- [Written exercise 1]: In the SageMaker shadow testing post, whose responses are returned to the calling application during a shadow test?

- [Passage]:
## Begin
Post Syndicated from Antje Barth original https://aws.amazon.com/blogs/aws/new-for-amazon-sagemaker-perform-shadow-tests-to-compare-inference-performance-between-ml-model-variants/

As you move your machine learning (ML) workloads into production, you need to continuously monitor your deployed models and iterate when you observe a deviation in your model performance. When you build a new model, you typically start validating the model offline using historical inference request data. But this data sometimes fails to account for current, real-world conditions. For example, new products might become trending that your product recommendation model hasn’t seen yet. Or, you experience a sudden spike in the volume of inference requests in production that you never exposed your model to before.

Today, I’m excited to announce Amazon SageMaker support for shadow testing!

Deploying a model in shadow mode lets you conduct a more holistic test by routing a copy of the live inference requests for a production model to the new (shadow) model. Yet, only the responses from the production model are returned to the calling application. Shadow testing helps you build further confidence in your model and catch potential configuration errors and performance issues before they impact end users. Once you complete a shadow test, you can use the deployment guardrails for SageMaker inference endpoints to safely update your model in production.

Get Started with Amazon SageMaker Shadow Testing
You can create shadow tests using the new SageMaker Inference Console and APIs. Shadow testing gives you a fully managed experience for setup, monitoring, viewing, and acting on the results of shadow tests. If you have existing workflows built around SageMaker endpoints, you can also deploy a model in shadow mode using the existing SageMaker Inference APIs.

On the SageMaker console, select Inference and Shadow tests to create, monitor, and deploy shadow tests.

To create a shadow test, select an existing (or create a new) SageMaker endpoint and production variant you want to test against.

Next, configure the proportion of traffic to send to the shadow variant, the comparison metrics you want to evaluate, and the duration of the test. You can also enable data capture for your production and shadow variant.

That’s it. SageMaker now automatically deploys the new variant in shadow mode and routes a copy of the inference requests to it in real time, all within the same endpoint. The following diagram illustrates this workflow.

Note that only the responses of the production variant are returned to the calling application. You can choose to either discard or log the responses of the shadow variant for offline comparison.
## End
- [Input records]:
## Begin
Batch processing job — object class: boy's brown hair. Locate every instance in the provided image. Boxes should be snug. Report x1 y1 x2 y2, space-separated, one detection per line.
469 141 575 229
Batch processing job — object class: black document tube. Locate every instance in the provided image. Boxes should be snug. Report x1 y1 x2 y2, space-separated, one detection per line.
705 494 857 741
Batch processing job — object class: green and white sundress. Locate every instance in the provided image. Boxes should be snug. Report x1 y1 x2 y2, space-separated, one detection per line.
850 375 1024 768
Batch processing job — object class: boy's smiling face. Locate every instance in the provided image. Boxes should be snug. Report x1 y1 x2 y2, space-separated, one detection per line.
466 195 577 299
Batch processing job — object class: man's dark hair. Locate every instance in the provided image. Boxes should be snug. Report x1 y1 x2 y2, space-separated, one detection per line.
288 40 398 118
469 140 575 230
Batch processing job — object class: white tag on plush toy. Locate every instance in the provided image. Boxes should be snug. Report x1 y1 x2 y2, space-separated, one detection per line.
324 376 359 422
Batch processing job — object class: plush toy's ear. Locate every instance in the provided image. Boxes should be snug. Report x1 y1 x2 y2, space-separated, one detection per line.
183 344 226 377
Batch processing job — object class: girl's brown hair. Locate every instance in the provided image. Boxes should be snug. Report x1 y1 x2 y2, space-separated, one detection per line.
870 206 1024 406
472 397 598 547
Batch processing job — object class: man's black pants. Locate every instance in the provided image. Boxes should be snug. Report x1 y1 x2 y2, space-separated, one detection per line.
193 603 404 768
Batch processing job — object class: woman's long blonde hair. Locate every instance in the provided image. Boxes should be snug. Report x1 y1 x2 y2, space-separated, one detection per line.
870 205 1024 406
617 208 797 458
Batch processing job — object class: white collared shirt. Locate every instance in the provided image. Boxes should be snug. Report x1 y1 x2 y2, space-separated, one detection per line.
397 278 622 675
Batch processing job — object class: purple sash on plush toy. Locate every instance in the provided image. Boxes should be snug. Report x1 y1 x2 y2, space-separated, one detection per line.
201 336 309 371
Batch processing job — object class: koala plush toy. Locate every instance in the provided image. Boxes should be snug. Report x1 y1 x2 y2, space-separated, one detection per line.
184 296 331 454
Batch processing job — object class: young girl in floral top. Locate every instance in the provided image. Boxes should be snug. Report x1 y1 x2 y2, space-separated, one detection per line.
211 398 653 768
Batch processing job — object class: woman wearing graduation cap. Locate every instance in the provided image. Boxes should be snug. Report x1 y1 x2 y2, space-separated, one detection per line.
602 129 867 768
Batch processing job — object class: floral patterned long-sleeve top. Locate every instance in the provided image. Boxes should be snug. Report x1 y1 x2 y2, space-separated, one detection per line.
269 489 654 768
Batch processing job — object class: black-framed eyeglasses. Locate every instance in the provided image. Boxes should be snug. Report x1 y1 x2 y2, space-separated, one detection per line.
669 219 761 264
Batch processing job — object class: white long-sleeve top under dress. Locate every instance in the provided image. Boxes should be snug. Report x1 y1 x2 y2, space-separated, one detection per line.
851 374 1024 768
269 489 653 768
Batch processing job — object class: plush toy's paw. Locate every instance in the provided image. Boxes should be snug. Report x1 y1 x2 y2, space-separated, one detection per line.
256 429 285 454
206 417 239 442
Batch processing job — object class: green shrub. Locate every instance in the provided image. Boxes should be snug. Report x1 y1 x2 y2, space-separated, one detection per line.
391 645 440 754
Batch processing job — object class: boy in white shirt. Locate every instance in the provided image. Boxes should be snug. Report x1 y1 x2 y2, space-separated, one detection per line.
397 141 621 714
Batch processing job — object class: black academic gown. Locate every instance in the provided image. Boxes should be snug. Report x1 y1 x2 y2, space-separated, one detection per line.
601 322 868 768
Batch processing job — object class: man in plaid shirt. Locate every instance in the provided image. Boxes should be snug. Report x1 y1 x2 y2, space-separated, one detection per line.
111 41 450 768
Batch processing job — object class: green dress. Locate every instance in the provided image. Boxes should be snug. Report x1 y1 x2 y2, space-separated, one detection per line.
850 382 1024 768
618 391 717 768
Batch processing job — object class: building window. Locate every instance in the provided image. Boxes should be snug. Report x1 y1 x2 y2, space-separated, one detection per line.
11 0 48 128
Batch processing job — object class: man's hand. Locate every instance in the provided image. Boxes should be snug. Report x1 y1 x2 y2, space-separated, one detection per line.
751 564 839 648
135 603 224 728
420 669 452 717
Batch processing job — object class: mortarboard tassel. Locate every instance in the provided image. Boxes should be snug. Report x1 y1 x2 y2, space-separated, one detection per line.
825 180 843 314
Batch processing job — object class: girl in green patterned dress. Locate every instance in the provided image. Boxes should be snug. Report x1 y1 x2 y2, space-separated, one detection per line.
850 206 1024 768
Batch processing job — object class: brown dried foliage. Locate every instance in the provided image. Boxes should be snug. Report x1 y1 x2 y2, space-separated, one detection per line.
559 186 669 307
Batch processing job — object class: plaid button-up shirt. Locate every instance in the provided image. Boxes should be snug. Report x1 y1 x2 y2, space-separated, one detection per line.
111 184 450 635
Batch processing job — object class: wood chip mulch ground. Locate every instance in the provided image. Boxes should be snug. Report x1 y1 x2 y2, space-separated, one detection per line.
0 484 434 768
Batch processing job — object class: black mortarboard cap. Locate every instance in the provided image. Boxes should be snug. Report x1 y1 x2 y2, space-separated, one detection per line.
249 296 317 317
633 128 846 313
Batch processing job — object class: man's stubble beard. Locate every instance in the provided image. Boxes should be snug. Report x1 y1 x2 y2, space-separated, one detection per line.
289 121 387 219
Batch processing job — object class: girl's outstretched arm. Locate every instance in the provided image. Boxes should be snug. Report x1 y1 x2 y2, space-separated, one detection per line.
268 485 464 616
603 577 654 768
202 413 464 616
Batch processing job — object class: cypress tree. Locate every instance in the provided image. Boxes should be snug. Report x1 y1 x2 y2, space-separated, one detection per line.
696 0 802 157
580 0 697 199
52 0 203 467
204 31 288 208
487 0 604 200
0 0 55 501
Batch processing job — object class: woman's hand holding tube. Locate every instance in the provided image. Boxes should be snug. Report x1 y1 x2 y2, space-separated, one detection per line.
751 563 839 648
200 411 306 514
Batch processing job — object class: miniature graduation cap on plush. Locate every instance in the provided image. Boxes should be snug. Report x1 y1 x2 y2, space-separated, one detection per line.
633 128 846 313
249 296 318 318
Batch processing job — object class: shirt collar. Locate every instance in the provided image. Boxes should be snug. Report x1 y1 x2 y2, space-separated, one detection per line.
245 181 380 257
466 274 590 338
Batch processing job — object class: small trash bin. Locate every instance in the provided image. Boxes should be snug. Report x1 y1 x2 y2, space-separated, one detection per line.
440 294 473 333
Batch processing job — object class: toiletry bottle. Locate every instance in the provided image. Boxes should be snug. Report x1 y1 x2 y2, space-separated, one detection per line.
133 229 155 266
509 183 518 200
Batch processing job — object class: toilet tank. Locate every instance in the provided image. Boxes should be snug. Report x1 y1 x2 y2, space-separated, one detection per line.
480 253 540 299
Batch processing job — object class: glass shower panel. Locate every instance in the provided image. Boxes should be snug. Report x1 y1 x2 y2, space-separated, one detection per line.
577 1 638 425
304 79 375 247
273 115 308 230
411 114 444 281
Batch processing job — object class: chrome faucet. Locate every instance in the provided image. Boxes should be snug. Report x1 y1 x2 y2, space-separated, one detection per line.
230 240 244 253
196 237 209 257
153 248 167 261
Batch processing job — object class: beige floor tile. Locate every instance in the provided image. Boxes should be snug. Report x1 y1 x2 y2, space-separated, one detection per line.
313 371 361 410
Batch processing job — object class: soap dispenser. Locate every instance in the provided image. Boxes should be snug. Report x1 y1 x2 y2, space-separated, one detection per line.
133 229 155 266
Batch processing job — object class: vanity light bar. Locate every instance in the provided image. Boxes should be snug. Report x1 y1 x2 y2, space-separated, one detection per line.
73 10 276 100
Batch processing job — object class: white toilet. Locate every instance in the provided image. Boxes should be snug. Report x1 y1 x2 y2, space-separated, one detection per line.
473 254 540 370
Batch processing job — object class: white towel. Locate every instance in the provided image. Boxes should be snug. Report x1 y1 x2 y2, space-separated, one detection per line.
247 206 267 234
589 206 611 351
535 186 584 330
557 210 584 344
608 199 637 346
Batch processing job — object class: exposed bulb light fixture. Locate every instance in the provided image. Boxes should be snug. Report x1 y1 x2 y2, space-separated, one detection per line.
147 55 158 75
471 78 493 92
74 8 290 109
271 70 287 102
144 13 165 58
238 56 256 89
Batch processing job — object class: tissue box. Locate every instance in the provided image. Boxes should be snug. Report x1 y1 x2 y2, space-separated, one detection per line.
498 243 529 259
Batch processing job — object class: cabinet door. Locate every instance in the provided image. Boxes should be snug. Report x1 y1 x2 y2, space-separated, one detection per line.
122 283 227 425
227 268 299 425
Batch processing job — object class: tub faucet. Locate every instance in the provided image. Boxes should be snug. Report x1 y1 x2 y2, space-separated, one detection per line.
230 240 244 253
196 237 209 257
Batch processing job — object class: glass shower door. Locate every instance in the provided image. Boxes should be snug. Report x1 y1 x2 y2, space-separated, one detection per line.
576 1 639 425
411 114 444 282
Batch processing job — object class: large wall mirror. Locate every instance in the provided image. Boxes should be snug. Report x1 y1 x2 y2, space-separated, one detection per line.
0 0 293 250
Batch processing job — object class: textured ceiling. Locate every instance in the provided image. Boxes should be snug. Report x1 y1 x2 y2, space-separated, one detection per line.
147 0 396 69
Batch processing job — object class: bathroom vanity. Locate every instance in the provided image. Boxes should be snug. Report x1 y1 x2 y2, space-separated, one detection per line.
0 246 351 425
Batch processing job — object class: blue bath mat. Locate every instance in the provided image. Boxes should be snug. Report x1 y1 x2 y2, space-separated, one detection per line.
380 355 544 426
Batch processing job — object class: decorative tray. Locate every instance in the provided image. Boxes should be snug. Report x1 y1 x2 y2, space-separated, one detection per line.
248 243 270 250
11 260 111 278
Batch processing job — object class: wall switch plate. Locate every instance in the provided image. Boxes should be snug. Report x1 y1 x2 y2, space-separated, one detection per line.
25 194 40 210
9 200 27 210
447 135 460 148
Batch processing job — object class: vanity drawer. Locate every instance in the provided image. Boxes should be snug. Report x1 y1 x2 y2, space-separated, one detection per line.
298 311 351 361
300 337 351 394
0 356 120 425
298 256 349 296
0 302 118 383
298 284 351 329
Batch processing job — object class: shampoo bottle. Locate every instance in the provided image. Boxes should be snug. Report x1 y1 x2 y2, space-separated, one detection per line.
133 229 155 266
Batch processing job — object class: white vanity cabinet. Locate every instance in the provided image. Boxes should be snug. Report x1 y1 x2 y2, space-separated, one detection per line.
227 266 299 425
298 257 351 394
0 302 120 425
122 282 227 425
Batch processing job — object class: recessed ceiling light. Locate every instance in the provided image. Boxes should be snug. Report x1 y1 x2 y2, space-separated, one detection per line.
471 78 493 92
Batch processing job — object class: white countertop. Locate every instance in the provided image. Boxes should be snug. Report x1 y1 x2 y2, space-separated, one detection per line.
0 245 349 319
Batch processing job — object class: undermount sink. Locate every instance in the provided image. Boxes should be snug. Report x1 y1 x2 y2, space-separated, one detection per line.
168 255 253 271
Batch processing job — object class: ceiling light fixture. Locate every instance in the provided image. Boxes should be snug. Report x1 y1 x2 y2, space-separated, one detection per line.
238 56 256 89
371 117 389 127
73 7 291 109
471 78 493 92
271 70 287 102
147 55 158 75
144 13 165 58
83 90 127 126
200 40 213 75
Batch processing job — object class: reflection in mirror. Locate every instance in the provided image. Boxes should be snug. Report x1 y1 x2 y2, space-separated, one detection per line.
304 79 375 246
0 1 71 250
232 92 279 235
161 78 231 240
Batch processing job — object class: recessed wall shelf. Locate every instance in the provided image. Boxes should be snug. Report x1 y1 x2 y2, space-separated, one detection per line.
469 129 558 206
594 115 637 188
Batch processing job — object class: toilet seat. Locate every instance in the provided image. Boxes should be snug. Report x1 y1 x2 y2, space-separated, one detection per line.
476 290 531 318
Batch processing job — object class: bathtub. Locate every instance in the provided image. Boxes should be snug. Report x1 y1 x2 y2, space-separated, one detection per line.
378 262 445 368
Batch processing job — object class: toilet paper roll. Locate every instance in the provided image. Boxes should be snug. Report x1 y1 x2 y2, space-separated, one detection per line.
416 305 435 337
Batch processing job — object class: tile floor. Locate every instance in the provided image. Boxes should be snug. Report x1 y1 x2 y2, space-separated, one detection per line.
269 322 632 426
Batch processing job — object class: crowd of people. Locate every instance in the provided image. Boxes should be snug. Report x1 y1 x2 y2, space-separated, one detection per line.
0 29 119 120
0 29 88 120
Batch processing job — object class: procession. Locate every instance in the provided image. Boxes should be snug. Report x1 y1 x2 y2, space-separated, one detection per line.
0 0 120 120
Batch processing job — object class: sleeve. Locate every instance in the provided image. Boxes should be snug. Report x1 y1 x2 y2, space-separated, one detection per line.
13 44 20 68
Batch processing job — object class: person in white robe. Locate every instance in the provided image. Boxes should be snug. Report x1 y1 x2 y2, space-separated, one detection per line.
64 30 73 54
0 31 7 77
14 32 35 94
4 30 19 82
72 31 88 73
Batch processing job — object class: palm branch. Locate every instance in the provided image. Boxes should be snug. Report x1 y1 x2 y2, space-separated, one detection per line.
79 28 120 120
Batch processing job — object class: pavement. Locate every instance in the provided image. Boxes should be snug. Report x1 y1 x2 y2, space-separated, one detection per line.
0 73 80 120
## End
- [Written exercise 2]: Please retype everything in the records from the line containing "Batch processing job — object class: woman's hand" down to the line containing "249 296 318 318", with both of those lines included.

- [Exercise output 1]: Only the responses of the production variant are returned to the calling application.

- [Exercise output 2]:
Batch processing job — object class: woman's hand holding tube. Locate every instance in the provided image. Boxes should be snug. Report x1 y1 x2 y2, space-separated, one detection per line.
751 563 839 648
200 411 306 514
Batch processing job — object class: miniature graduation cap on plush. Locate every instance in the provided image. Boxes should be snug. Report x1 y1 x2 y2, space-separated, one detection per line.
633 128 846 313
249 296 318 318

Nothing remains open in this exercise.